▶ _How to complete this task_
Go through the entries and copy every one exactly.

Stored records
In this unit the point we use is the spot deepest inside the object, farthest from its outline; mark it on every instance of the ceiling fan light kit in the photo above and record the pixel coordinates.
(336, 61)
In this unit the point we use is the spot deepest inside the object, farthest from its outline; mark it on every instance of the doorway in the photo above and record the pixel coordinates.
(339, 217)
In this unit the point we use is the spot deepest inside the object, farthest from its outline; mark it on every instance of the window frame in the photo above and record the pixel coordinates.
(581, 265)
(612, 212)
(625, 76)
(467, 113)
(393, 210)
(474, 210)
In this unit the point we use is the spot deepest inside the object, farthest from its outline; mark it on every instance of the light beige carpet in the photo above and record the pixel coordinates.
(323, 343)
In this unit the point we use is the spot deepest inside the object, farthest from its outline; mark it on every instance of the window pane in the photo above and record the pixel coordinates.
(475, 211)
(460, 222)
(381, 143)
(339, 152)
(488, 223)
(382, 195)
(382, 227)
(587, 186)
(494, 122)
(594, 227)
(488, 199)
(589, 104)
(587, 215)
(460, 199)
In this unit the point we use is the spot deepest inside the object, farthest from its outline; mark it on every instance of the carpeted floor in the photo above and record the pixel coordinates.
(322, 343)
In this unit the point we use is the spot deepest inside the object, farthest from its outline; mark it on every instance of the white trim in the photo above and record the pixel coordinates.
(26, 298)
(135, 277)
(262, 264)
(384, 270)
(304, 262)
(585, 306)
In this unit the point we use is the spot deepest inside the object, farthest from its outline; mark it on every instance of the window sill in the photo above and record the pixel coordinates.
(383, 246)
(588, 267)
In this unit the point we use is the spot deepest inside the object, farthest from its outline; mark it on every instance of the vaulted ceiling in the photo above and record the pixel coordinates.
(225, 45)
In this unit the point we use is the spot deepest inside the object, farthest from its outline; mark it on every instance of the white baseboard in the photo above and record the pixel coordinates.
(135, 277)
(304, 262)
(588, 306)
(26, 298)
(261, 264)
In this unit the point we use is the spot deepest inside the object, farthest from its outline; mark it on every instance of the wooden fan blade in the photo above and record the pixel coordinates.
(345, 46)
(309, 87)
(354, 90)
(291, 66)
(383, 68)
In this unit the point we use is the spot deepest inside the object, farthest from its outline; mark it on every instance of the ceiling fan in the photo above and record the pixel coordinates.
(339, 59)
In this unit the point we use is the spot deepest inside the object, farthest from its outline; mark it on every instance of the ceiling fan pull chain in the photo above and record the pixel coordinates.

▶ _Response box_
In this unit the point we use is the spot deepest inside the object, farthest from its outline; mark it on every instance of the ceiling fan light kit in the photo above and record the pixel coordinates.
(336, 61)
In this unit the point we use is the spot deepest inside the object, farthest from its outline; mark it on every instance of the doorway in the photo above and record the pixel coordinates.
(339, 217)
In this unit the point we use is the spot deepest inside the object, farthest from its outline; mark it on every instance of the window frame in the photo above and record the pixel coordinates.
(581, 265)
(612, 212)
(625, 76)
(467, 113)
(393, 210)
(474, 210)
In this unit the point we use is the spot deepest inside the object, farthest from its outline; mark it on every instance of the light beige carpet in the photo above and record the pixel coordinates.
(323, 343)
In this unit the point we use is the spot deepest inside the object, farthest from its outline; mark it on every instance of the window pane in the photo above and record the pixel coordinates.
(475, 211)
(460, 222)
(381, 143)
(339, 152)
(488, 223)
(382, 195)
(382, 227)
(587, 186)
(494, 122)
(594, 227)
(488, 199)
(589, 104)
(587, 215)
(460, 199)
In this unit the point we use is the spot deepest inside the object, farthest from its outline; mark it on every instance of the carpeted floor in the photo above and record the pixel coordinates.
(322, 343)
In this unit the point we use is the spot deepest inside the object, farthest from its outline; mark it on every instance of the white trim in the photo above and record the pixel coordinates.
(26, 298)
(135, 277)
(262, 264)
(384, 270)
(304, 262)
(585, 306)
In this unit the point we use is the spot deepest inside the object, farthest from its outline; mark it on every instance of the window sill in the photo above and record the pixel coordinates.
(383, 246)
(588, 267)
In this unit the point we use is the spot deepest inside the object, farthest from its outline; mark it on every instance of the vaulted ceiling in the photo above and record the pixel coordinates.
(225, 45)
In this unit the point we use is the spot deepest inside the object, farthest from its outline; mark it on every instance of the white baseboard in the photo above and record the pixel coordinates.
(135, 277)
(304, 262)
(588, 306)
(26, 298)
(261, 264)
In this unit the point we use is the spot deepest inside the object, farthest from its outline; mark it on every instance of the wooden fan blade in the photo above and record the pixel coordinates.
(345, 46)
(309, 87)
(354, 90)
(291, 66)
(383, 68)
In this unit the point we use is the spot deepest inside the object, farthest from its outline; mark it on every instance of the ceiling fan in the photo above and record the pixel coordinates.
(339, 59)
In this unit the point we use is the spot deepest inside the object, farthest from its outline; mark it on every instance of the ceiling fan pull chain in the photo above and record the pixel coordinates.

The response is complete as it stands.